READING TEXT ->
##########
Heinz Kisters (born 1912; died 1977 in Kreuzlingen) was a German entrepreneur, art dealer and art collector.

Life 
Trained as a high-frequency engineer, Kisters was successful as an art dealer, selling notably to Konrad Adenauer. He assembled an extensive art collection of old masters, as well as uncertain attributions. 

The "Heinz Kisters Foundation" continues in Kreuzlingen. 

The collection includes works by Sandro Botticelli, Lucas Cranach the Elder, Gerard David, Anton van Dyck, Jean Honoré Fragonard, Esteban Murillo, Peter Paul Rubens, Hans Schäufelein, Jan van Scorel, Bernardo Strozzi, Jacopo Tintoretto, Tiziano Vecellio, Diego Velázquez, Merten van Heemskerk and other masters. It is thus an important private collection of Old German, Old Dutch as well as early Italian painting, Venetian Cinquecento and Spanish painting of the 17th century.

The auction of a Titian painting in 2011 caused a sensation on the art market.

Criticism 
Heinz Kisters was the lifelong art dealer and advisor to German Chancellor Konrad Adenauer. Adenauer met Kisters in 1950 through the Cologne banker Robert Pferdmenges. Heinz Kisters supplied Adenauer with artworks he attributed to  Aert van der Neer, Anthonis van Dijck, Palma Vecchio, Nicolaes Maes and Bartholomaeus Bruyn. However, the artists were thought to be student or workshops. Some attributions were based on appraisals paid after Kisters' purchase. The fact that other experts came to substantially different judgments was mentioned at most in the footnotes. 

When Adenauer died in April 1967, his sons commissioned the then director of the Bayerische Staatsgemäldesammlung to review the collection and give an expert opinion. According to the journalist Koldehoff, this appraisal amounted to 469,000 D-marks, which was far below what was expected for a collection of works by El Greco and Cranach. The appraisal, which was supported by material analyses from the Doerner Institute, forced Kisters to buy back 19 paintings for 950,000 D-marks. These works, together with other works from Kisters' possession, were put up for auction at Christie's in London. The 36 paintings for sale were expected to fetch 6 million D-marks, but only 5 of them were sold for a sum of 156,000 D-marks. Individual works, however, were later auctioned off at higher prices.
##########
YOUR INSTRUCTIONS ->
According to the article on Heinz Kisters, how many paintings was Kisters forced to buy back after the appraisal, and for what sum? The material below is not needed for anything here.

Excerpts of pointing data
##########
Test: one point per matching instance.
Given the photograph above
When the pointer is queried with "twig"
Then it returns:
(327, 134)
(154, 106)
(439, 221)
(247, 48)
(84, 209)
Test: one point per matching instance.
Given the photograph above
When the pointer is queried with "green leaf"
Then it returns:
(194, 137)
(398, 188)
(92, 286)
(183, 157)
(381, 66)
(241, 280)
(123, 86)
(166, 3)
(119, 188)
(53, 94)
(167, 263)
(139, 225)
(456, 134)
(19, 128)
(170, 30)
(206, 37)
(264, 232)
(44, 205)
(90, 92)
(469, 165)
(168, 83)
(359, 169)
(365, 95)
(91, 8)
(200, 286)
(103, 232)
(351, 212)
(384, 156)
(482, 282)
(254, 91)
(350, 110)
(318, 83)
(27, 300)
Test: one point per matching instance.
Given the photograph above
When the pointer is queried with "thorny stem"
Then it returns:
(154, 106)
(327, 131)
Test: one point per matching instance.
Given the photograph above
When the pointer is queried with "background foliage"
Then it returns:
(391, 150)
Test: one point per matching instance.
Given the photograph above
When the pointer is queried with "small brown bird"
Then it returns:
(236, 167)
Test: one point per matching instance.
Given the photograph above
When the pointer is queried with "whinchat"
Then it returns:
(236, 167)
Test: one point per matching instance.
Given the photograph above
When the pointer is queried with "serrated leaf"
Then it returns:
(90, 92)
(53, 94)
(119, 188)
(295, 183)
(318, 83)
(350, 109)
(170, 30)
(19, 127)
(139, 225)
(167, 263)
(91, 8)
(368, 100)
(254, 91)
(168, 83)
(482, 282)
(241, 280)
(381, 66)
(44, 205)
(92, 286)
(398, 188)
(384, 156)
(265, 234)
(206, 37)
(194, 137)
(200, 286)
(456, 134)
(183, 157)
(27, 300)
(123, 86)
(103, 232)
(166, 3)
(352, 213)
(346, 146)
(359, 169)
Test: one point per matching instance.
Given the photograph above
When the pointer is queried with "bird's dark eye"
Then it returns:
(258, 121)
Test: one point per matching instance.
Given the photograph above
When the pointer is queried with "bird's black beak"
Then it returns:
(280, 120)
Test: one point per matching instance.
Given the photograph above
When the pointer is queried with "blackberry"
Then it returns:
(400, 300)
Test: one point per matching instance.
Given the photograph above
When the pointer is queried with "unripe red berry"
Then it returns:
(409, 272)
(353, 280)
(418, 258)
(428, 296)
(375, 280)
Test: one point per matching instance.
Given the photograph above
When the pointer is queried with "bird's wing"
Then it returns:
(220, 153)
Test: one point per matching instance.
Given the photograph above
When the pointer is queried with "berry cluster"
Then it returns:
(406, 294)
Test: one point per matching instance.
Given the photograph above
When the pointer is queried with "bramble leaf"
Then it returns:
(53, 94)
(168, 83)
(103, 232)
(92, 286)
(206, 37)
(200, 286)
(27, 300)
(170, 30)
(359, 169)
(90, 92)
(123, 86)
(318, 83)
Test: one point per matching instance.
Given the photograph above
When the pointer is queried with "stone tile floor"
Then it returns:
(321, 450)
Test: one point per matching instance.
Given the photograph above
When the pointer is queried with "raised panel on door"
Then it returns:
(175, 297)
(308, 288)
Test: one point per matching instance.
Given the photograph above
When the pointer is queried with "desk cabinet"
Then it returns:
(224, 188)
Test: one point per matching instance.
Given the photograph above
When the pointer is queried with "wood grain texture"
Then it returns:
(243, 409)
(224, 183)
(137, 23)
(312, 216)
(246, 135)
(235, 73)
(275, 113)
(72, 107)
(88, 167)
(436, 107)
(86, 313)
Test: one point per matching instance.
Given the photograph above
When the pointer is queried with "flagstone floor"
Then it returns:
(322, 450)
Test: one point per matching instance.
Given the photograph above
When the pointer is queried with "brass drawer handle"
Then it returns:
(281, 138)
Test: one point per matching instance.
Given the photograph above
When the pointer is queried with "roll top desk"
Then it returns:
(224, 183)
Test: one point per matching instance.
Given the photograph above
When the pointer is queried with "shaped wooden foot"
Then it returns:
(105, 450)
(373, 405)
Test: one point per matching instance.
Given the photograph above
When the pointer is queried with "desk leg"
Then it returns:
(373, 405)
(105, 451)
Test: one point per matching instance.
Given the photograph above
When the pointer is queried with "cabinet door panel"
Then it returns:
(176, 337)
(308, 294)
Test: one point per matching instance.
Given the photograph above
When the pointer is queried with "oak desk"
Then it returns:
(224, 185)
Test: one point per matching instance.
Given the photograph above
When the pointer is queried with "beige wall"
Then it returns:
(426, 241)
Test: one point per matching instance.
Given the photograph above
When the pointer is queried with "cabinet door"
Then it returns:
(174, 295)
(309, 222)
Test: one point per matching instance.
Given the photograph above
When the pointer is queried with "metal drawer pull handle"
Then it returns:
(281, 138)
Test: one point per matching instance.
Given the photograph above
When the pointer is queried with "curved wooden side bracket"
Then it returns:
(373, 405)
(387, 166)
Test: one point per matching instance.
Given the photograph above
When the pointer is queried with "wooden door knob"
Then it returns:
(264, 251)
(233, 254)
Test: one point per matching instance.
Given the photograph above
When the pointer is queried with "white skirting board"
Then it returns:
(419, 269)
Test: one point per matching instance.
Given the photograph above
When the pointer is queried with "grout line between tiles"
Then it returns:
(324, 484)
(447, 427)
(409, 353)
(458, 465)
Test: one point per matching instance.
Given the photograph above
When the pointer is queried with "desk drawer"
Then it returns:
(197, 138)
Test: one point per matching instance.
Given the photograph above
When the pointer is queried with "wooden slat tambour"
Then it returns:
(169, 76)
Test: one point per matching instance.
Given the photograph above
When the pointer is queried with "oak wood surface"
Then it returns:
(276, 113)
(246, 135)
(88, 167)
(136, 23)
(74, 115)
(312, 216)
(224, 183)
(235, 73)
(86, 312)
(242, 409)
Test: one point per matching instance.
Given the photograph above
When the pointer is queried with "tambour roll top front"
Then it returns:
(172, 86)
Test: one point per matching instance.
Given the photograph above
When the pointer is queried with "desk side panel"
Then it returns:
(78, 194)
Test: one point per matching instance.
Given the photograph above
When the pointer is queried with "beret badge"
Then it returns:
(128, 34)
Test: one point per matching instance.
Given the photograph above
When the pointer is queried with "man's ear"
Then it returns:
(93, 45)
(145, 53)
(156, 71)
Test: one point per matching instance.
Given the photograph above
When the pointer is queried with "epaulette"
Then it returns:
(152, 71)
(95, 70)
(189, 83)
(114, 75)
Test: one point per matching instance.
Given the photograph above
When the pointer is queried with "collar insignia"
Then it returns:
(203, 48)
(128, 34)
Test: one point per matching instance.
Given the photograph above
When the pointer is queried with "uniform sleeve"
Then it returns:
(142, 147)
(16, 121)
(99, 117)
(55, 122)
##########
RESULT FOR THIS EXERCISE ->
19 paintings, for 950,000 D-marks.